§ Given request
How many lines in the data below contain the string "grass"? Case counts. Reply with the number alone.

§ Material provided

☆ ☆ ☆ ☆

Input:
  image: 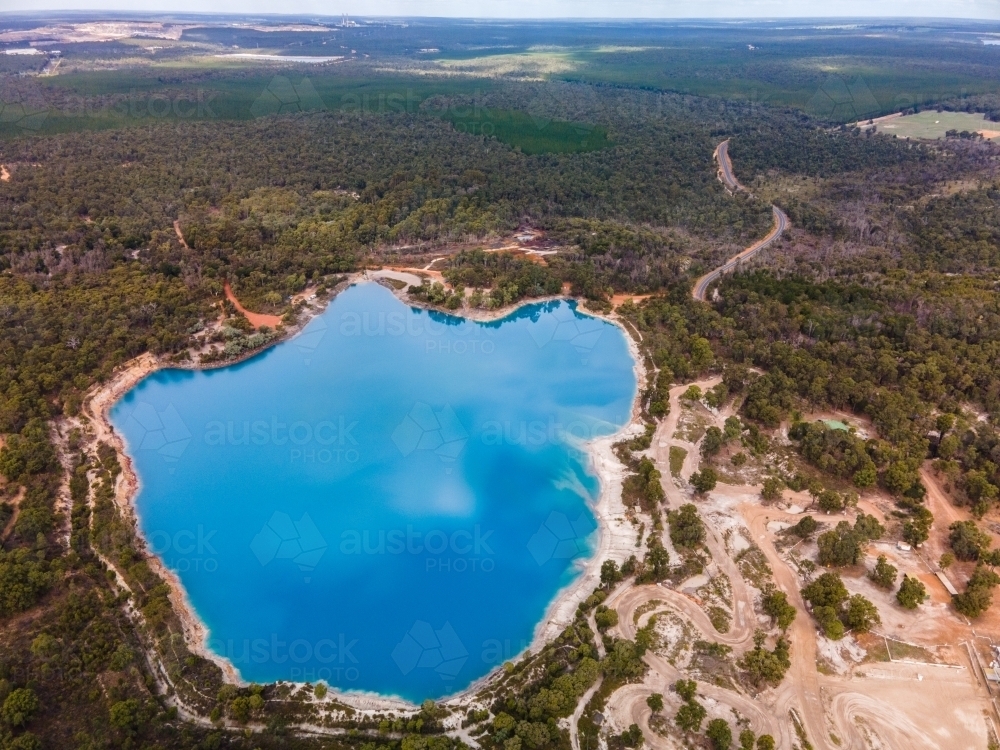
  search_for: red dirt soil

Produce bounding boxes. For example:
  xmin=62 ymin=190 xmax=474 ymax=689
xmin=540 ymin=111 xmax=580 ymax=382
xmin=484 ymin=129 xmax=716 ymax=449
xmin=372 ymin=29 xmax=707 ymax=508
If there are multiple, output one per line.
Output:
xmin=222 ymin=281 xmax=281 ymax=328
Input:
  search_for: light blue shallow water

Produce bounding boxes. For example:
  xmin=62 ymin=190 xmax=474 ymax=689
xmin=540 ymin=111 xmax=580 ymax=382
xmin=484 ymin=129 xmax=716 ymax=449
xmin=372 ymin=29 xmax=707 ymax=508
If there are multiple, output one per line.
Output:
xmin=111 ymin=284 xmax=636 ymax=701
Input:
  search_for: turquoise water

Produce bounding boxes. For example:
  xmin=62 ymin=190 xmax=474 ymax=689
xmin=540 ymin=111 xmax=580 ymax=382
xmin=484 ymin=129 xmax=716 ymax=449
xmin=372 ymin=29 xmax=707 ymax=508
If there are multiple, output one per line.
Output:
xmin=111 ymin=284 xmax=636 ymax=701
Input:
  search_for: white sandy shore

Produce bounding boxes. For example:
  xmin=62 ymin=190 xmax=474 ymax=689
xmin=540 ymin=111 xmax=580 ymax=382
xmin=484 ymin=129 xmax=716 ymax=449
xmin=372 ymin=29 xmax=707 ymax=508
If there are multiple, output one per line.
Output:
xmin=84 ymin=271 xmax=646 ymax=713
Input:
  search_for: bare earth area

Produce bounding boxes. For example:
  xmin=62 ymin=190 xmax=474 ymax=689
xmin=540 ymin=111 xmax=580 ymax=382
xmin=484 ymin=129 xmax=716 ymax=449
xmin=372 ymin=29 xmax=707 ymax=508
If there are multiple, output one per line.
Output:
xmin=592 ymin=378 xmax=1000 ymax=750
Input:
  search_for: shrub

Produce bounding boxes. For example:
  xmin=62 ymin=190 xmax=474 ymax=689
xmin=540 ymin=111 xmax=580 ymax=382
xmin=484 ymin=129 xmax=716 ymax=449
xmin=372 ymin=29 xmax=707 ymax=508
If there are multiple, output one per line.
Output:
xmin=896 ymin=573 xmax=927 ymax=609
xmin=868 ymin=555 xmax=897 ymax=589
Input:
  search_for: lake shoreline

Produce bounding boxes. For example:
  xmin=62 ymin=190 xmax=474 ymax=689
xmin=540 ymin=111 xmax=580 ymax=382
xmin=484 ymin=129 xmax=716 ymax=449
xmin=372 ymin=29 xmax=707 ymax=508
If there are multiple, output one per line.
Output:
xmin=84 ymin=280 xmax=646 ymax=713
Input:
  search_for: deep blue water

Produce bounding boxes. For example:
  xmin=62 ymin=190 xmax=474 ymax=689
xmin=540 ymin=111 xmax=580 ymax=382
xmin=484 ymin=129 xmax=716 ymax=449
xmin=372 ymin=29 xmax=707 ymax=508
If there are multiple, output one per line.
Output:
xmin=111 ymin=284 xmax=636 ymax=701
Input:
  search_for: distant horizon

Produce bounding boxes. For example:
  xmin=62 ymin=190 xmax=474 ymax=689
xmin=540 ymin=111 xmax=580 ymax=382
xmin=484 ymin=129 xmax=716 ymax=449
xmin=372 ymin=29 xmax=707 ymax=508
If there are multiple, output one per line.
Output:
xmin=0 ymin=0 xmax=1000 ymax=23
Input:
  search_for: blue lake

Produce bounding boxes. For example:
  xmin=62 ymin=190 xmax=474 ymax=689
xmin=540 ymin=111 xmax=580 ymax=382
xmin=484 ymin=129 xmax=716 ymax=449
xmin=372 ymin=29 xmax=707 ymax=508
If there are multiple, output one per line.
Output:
xmin=111 ymin=284 xmax=636 ymax=701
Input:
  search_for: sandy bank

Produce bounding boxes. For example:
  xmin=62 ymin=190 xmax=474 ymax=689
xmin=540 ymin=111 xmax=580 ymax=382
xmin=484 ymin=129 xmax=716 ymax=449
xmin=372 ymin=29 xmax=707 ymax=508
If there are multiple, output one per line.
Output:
xmin=84 ymin=280 xmax=646 ymax=713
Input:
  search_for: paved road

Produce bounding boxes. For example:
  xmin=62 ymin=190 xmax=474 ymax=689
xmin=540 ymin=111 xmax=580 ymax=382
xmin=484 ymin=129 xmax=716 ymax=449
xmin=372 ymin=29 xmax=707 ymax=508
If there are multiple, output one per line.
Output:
xmin=691 ymin=140 xmax=789 ymax=302
xmin=691 ymin=206 xmax=789 ymax=302
xmin=715 ymin=138 xmax=746 ymax=191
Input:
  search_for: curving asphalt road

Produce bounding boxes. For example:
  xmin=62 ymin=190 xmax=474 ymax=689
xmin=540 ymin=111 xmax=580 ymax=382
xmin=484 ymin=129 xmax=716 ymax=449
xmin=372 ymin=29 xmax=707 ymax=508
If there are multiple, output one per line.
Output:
xmin=691 ymin=206 xmax=789 ymax=302
xmin=714 ymin=138 xmax=746 ymax=192
xmin=691 ymin=140 xmax=789 ymax=302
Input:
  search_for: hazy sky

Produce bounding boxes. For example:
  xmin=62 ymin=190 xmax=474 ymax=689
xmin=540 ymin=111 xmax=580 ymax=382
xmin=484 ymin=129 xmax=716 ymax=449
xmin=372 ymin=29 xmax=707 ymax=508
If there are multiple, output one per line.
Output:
xmin=7 ymin=0 xmax=1000 ymax=20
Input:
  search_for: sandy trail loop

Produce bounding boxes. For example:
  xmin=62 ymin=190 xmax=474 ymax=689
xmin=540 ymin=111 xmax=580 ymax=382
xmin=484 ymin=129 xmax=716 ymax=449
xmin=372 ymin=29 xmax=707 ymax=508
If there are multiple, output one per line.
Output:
xmin=615 ymin=584 xmax=754 ymax=651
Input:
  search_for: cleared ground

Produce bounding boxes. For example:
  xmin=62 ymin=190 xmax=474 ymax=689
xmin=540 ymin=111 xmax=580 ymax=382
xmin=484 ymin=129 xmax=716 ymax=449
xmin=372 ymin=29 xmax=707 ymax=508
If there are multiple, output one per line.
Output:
xmin=876 ymin=111 xmax=1000 ymax=139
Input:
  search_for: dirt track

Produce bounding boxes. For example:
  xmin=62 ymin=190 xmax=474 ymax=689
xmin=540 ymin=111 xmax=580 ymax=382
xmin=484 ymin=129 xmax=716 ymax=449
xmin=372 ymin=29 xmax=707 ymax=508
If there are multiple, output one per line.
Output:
xmin=592 ymin=378 xmax=996 ymax=750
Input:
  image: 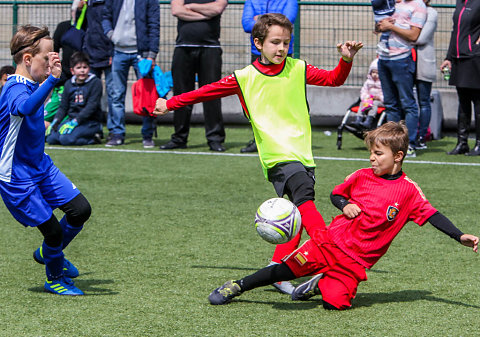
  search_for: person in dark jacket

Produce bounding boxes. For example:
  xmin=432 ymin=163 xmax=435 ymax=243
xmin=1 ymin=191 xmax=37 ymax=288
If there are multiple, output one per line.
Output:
xmin=102 ymin=0 xmax=160 ymax=148
xmin=160 ymin=0 xmax=228 ymax=152
xmin=46 ymin=52 xmax=102 ymax=145
xmin=83 ymin=0 xmax=113 ymax=131
xmin=440 ymin=0 xmax=480 ymax=156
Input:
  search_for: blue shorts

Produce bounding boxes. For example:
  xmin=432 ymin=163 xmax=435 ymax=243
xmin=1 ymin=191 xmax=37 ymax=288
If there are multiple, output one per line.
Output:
xmin=0 ymin=165 xmax=80 ymax=227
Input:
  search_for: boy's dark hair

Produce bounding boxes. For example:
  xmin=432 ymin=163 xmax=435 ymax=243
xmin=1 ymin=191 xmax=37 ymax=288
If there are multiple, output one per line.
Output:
xmin=365 ymin=121 xmax=408 ymax=158
xmin=0 ymin=66 xmax=15 ymax=78
xmin=252 ymin=13 xmax=293 ymax=44
xmin=70 ymin=51 xmax=90 ymax=68
xmin=10 ymin=25 xmax=52 ymax=64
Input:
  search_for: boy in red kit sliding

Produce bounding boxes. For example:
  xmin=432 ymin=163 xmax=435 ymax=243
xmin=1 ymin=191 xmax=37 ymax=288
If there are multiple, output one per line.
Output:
xmin=204 ymin=122 xmax=478 ymax=310
xmin=154 ymin=13 xmax=363 ymax=294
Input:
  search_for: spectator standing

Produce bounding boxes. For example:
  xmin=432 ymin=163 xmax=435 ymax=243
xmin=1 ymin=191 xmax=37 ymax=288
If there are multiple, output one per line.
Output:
xmin=83 ymin=0 xmax=113 ymax=139
xmin=102 ymin=0 xmax=160 ymax=147
xmin=160 ymin=0 xmax=228 ymax=152
xmin=440 ymin=0 xmax=480 ymax=156
xmin=377 ymin=0 xmax=427 ymax=157
xmin=46 ymin=52 xmax=102 ymax=145
xmin=371 ymin=0 xmax=396 ymax=54
xmin=240 ymin=0 xmax=298 ymax=153
xmin=414 ymin=0 xmax=438 ymax=150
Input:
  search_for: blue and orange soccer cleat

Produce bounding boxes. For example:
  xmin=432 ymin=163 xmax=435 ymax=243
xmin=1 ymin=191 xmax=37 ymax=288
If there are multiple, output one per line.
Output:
xmin=44 ymin=276 xmax=83 ymax=296
xmin=33 ymin=247 xmax=79 ymax=278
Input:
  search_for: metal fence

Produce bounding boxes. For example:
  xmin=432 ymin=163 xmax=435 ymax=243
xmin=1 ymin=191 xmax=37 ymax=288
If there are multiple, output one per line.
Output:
xmin=0 ymin=0 xmax=455 ymax=88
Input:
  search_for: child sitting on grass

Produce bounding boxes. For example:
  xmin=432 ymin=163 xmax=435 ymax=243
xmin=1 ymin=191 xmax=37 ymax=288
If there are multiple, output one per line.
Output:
xmin=154 ymin=13 xmax=363 ymax=294
xmin=45 ymin=52 xmax=102 ymax=145
xmin=205 ymin=122 xmax=478 ymax=310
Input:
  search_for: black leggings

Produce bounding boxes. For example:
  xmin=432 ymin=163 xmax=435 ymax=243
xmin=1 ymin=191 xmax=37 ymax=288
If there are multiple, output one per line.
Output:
xmin=37 ymin=193 xmax=92 ymax=247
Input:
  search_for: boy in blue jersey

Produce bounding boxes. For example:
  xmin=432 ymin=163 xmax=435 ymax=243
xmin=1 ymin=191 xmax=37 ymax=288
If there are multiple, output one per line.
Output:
xmin=0 ymin=25 xmax=91 ymax=296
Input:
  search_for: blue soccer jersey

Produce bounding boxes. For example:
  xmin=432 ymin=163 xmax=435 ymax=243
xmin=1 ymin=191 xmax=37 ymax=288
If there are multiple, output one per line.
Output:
xmin=0 ymin=74 xmax=58 ymax=182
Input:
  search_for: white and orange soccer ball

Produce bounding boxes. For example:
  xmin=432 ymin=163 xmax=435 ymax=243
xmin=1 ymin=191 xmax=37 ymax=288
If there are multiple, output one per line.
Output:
xmin=255 ymin=198 xmax=302 ymax=244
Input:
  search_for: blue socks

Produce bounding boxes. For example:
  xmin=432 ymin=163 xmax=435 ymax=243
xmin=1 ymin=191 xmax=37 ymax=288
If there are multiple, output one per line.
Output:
xmin=42 ymin=242 xmax=63 ymax=280
xmin=60 ymin=216 xmax=83 ymax=249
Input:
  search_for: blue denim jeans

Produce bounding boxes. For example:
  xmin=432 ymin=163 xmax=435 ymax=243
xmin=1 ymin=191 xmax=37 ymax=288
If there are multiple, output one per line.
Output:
xmin=415 ymin=80 xmax=432 ymax=138
xmin=107 ymin=50 xmax=154 ymax=139
xmin=90 ymin=66 xmax=113 ymax=122
xmin=378 ymin=56 xmax=418 ymax=148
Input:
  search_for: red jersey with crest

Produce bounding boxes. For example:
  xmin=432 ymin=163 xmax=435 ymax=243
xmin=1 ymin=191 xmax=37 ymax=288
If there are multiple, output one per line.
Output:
xmin=327 ymin=168 xmax=437 ymax=268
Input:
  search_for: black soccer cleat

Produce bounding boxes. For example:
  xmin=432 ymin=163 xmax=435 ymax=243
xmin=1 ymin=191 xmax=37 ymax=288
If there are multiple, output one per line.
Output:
xmin=292 ymin=274 xmax=323 ymax=301
xmin=208 ymin=281 xmax=242 ymax=305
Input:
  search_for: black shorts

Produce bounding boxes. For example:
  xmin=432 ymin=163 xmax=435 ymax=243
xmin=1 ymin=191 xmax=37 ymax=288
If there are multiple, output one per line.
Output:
xmin=268 ymin=161 xmax=315 ymax=206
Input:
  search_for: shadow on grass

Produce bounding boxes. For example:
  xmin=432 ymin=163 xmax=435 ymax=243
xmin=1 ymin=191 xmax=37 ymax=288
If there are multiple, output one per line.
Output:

☆ ☆ ☆ ☆

§ The reply
2